THE PROBLEM >>
Pick up the text on applying an exponential moving average to TensorFlow LSTM variables and carry it forward from its final line.

DOCUMENT >>
|---|
Change (3/May/2018): I added one line apart from the old answer. The old one itself is self-sufficient to this question, but it real practice we initialize 'target network' as the same value to the 'behavioural network'. I added this point. Search the line having 'Change0': You need to do this only once right after when the target network's parameters are just initialized. Without 'Change0', you first round of gradient-based update would become nasty since Q_target and Q_behaviour are not correlated while you need both to be somewhat related ex) TD = r + gamma*Q_target - Q_behaviour for the update.
Seems a bit late but hope this helps.
The critical problem of TF-RNN series possess is that we cannot directly designate the variables for RNNs unlike plain feedforward or convolutional NNs, so that we can't do simple work - get EMAed vars and plug into the network.
Let's go into the real deal(I attached a practice code to look-up for this, so please refer EMA_LSTM.py).
Shall we say, there is a network function containing LSTM:
def network(in_x,in_h):
# Input: 'in_x' is the input sequence, 'in_h' is the initial hidden cell(c,m)
# Output: 'hidden_outputs' is the output sequence(c-sequence), 'net' is the list of parameters used in this network function
cell = tf.nn.rnn_cell.BasicLSTMCell(3, state_is_tuple=True)
in_h = tf.nn.rnn_cell.LSTMStateTuple(in_h[0], in_h[1])
hidden_outputs, last_tuple = tf.nn.dynamic_rnn(cell, in_x, dtype=tf.float32, initial_state=in_h)
net = [v for v in tf.trainable_variables() if tf.contrib.framework.get_name_scope() in v.name]
return hidden_outputs, net
Then you declare tf.placeholder for the necessary inputs, which are:
in_x = tf.placeholder("float", [None,None,6])
in_c = tf.placeholder("float", [None,3])
in_m = tf.placeholder("float", [None,3])
in_h = (in_c, in_m)
Lastly, we run a session that proceeds the network() function with specified inputs:
init_cORm = np.zeros(shape=(1,3))
input = np.ones(shape=(1,1,6))
print '========================new-1(beh)=============================='
with tf.Session() as sess:
with tf.variable_scope('beh', reuse=False) as beh:
result, net1 = network(in_x,in_h)
sess.run(tf.global_variables_initializer())
list = sess.run([result, in_x, in_h, net1], feed_dict={
in_x : input,
in_c : init_cORm,
in_m : init_cORm
})
print 'result:', list[0]
print 'in_x:' , list[1]
print 'in_h:', list[2]
print 'net1:', list[3][0][0][:4]
Now, we are going to make the var_list called 'net4' that contains the ExponentialMovingAverage(EMA)-ed values of 'net1', as in below with original 'net1' being first assigned in beh session above and newly assigned in below by adding 1. for each element:
ema = tf.train.ExponentialMovingAverage(decay=0.5)
|---|
DATASET SECTION >>

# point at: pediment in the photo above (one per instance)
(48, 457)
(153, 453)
|---|
FINAL ANSWER >>
target_update_op = ema.apply(net1)
init_new_vars_op = tf.initialize_variables(var_list=[v for v in tf.global_variables() if 'ExponentialMovingAverage' in v.name]) # 'initialize_variables' will be replaced with 'variables_initializer' in 2017
sess.run(init_new_vars_op)
sess.run([param4.assign(param1.eval()) for param4, param1 in zip(net4,net1)]) # Change0
len_net1 = len(net1)
net1_ema = [[] for i in range(len_net1)]
for i in range(len_net1):
sess.run(net1[i].assign(1. + net1[i]))
sess.run(target_update_op)
Note that
we only initialised(by declaring 'init_new_vars_op' then running the declaration job) the variables of their name containing 'ExponentialMovingAverage', if not the variables in net1 will also be newly initialised.
'net1' is newly assigned with +1 for every elements of the variables in 'net1'. If an element of 'net1' was -0.5 and is now 0.5 by +1, then we want to have 'net4' as 0. when the EMA decay rate is 0.5
Finally, we run the EMA job with 'sess.run(target_update_op)'
Eventually, we declare 'net4' first with the 'network()' function and then assign&run the EMA(net1) values into 'net4'. When you run 'sess.run(result)', then it will be the one with EMA(net1)-ed variables.
with tf.variable_scope('tare', reuse=False) as tare:
result, net4 = network(in_x,in_h)
len_net4 = len(net4)
target_assign = [[] for i in range(len_net4)]
for i in range(len_net4):
target_assign[i] = net4[i].assign(ema.average(net1[i]))
sess.run(target_assign[i].op)
list = sess.run([result, in_x, in_h, net4], feed_dict={
in_x : input,
in_c : init_cORm,
in_m : init_cORm
})
What's happened in here? You just indirectly declares the LSTM variables as 'net4' in the 'network()' function. Then in the for loop, we points out that 'net4' is actually EMA of 'net1' and 'net1+1.' . Lastly, with the net4 specified what to do with(via 'network()') and what values it takes(via 'for loop of .assign(ema.average()) to itself'), you run the process.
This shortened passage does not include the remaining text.